◆ Source passage:
- - -
Relative sensitivity of Single Dish and Interferometer observations
Draft notes: Darrel Emerson, 2000-02-29 v.0.
The purpose of this document is to compare the sensitivity of single-dish
observations, used to observe to measure the "short spacing" sky data,
which is complementary to interferometric observations. The goal is to
answer - or at least give a range of answers - to the question "how many
ALMA single dish antennas are needed to be outfitted for total power, single
dish observations."
This is not a precise estimate. There are so many "ifs and buts"
and unknown factors, depending
on the exact observing technique, the characteristics of the source,
the precise science that is being investigated, the
level of systematic errors (pointing, tracking, spurious ground radiation,
sidelobes etc. etc.) that the estimate becomes reminscent of the
Drake Equation.
- It is first assumed that we do indeed want to equalize sensitivities of the
shortest interferometer spacing and of the higher spatial frequencies
that can usefully be obtained from
the single dish observations; later a factor is estimated for equalizing
s/n ratios rather than noise. The "equalize the noise" case is a
big assumption, which may be wrong. Arguably,
what counts is singal/noise ratio rather than just noise. Since, for the
sources where the short spacing information is important, the flux at a
given spatial frequency increases rapidly with decreasing spatial frequency,
this assumption may result in a large error in the final conclusion.
The choice - s/n equalization or noise equalization - is undoubtedly at
some level dependent on exactly what science is being investigated; studies
of large-scale halos around galaxies will have different requirements from
studies of small hot-spots. A very rough estimate is made below of
the different implications of the 2 alternative assumptions.
- Collecting area, correlation
The sensitivity of a single 2-element interferometer, compared to
a single dish in total power mode with no on-source off-source switching,
is higher by a factor of 2./sqrt(2). The numerator comes from the doubled
total collecting area of a 2-element interferometer, the sqrt(2) comes from
the cross-correlation process with a single 2-element interferometer.
This gives a gain in sensitivity of
2/sqrt(2) in favor of the interferometer, or a relative factor of 2
in observing time.
- SD switching
In practice single dish observations always have to switch against
something, to be able to allow for (1) the background system noise and
(2) the background atmospheric noise. For conventional position or
beam switching, the loss in sensitivity is a full factor of 2.
For frequency switching, the loss in sensitivity of the SD system is sqrt(2).
For rapid OTF observing, the loss in sensitivity is reduced to a little
more than 1 - because, in effect, many "on source" measurements are made
for each "off source" measurement and the observing efficiency increases,
in the optimum case and ignoring telescope overhead, to approach 100%.
- - -
◆ Data for review:

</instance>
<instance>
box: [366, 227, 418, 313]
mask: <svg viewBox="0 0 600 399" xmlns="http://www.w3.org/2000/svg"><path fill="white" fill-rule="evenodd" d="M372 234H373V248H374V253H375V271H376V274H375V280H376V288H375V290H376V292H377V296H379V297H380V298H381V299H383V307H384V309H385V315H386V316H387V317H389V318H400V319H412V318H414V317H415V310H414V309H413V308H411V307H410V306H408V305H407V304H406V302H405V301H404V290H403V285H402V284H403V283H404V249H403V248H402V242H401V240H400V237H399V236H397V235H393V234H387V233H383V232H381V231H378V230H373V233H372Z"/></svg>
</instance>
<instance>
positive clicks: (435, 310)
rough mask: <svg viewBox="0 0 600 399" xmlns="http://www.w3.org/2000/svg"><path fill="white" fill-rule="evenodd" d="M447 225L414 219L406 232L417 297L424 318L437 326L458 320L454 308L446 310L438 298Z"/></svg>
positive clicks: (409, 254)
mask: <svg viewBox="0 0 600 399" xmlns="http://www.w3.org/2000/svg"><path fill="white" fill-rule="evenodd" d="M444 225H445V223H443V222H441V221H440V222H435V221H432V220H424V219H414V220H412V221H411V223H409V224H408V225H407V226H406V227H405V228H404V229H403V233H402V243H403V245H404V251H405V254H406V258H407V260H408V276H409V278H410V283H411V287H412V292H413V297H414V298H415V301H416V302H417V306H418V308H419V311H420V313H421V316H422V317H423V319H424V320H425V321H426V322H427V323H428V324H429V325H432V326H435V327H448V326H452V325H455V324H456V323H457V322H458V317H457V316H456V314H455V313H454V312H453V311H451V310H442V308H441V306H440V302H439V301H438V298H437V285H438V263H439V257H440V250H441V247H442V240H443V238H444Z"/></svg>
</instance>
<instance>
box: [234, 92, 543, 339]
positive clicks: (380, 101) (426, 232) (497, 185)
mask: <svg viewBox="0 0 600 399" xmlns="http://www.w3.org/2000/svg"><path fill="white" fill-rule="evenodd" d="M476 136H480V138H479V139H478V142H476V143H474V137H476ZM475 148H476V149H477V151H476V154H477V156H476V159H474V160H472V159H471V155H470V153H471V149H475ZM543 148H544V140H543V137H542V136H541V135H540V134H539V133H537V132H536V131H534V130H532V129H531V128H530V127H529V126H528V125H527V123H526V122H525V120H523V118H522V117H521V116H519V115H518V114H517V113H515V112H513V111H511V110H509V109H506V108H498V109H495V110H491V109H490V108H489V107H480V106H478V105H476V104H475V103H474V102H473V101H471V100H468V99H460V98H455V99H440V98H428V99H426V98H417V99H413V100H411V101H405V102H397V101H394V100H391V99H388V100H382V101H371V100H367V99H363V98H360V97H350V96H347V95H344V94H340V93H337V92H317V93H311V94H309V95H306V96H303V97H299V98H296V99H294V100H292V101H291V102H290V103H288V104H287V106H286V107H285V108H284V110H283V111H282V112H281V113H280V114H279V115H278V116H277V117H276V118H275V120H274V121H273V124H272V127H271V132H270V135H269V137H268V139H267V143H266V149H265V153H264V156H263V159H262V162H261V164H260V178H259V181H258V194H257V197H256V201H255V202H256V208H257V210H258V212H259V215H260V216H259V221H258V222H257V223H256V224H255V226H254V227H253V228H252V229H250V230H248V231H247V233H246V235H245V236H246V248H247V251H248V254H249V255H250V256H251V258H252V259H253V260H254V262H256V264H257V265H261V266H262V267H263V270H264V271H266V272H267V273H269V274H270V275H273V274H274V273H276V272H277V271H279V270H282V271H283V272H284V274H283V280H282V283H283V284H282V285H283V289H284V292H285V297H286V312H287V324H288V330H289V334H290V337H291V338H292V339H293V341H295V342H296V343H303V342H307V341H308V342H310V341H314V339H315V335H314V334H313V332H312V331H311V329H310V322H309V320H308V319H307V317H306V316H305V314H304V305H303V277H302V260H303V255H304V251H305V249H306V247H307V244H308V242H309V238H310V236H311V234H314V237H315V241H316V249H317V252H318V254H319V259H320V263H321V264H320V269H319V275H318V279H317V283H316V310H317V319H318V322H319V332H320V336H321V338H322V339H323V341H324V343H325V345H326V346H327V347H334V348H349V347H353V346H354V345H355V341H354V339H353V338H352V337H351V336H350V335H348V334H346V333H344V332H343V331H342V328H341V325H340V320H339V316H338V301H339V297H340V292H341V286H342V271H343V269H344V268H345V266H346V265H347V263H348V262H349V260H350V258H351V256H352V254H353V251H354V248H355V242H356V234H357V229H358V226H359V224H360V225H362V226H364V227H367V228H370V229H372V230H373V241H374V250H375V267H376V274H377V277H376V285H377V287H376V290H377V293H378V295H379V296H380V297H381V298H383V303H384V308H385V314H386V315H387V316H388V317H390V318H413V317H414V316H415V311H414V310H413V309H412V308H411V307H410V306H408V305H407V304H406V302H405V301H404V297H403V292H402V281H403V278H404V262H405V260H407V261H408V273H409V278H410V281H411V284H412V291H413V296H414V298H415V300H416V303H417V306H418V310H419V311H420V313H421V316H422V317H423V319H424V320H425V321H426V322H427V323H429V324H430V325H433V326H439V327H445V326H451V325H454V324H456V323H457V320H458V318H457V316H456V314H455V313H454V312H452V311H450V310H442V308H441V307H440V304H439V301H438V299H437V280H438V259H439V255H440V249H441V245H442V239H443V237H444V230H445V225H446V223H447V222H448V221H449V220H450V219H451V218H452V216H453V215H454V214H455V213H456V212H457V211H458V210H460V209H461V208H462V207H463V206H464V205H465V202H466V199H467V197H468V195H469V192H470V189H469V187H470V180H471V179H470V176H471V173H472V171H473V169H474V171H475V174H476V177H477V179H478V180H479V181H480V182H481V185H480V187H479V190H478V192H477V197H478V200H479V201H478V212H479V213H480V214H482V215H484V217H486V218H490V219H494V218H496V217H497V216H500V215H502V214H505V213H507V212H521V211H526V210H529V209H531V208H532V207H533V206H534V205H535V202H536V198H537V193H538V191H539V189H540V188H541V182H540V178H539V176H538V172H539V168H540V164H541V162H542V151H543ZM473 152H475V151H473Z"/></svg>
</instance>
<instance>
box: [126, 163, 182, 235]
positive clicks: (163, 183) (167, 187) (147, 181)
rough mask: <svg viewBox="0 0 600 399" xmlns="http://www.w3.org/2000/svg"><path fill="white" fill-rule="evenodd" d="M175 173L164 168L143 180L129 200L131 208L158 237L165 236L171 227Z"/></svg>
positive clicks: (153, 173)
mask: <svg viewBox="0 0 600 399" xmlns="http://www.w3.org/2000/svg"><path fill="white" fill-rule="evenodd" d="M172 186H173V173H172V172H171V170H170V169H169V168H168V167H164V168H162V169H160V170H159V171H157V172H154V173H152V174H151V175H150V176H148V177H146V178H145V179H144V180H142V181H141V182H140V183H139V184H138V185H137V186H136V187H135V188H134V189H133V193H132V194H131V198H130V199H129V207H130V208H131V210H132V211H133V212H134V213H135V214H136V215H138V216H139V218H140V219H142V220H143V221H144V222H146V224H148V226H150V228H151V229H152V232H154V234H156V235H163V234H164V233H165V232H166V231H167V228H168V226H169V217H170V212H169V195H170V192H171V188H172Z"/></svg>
- - -
◆ Aim of the task: In the notes on single-dish and interferometer sensitivity, write out the passage starting at "- Collecting area, correlation" and ending at "single 2-element interferometer.", swapping "interferometer" for "array".

◆ Result:
- Collecting area, correlation
The sensitivity of a single 2-element array, compared to
a single dish in total power mode with no on-source off-source switching,
is higher by a factor of 2./sqrt(2). The numerator comes from the doubled
total collecting area of a 2-element array, the sqrt(2) comes from
the cross-correlation process with a single 2-element array.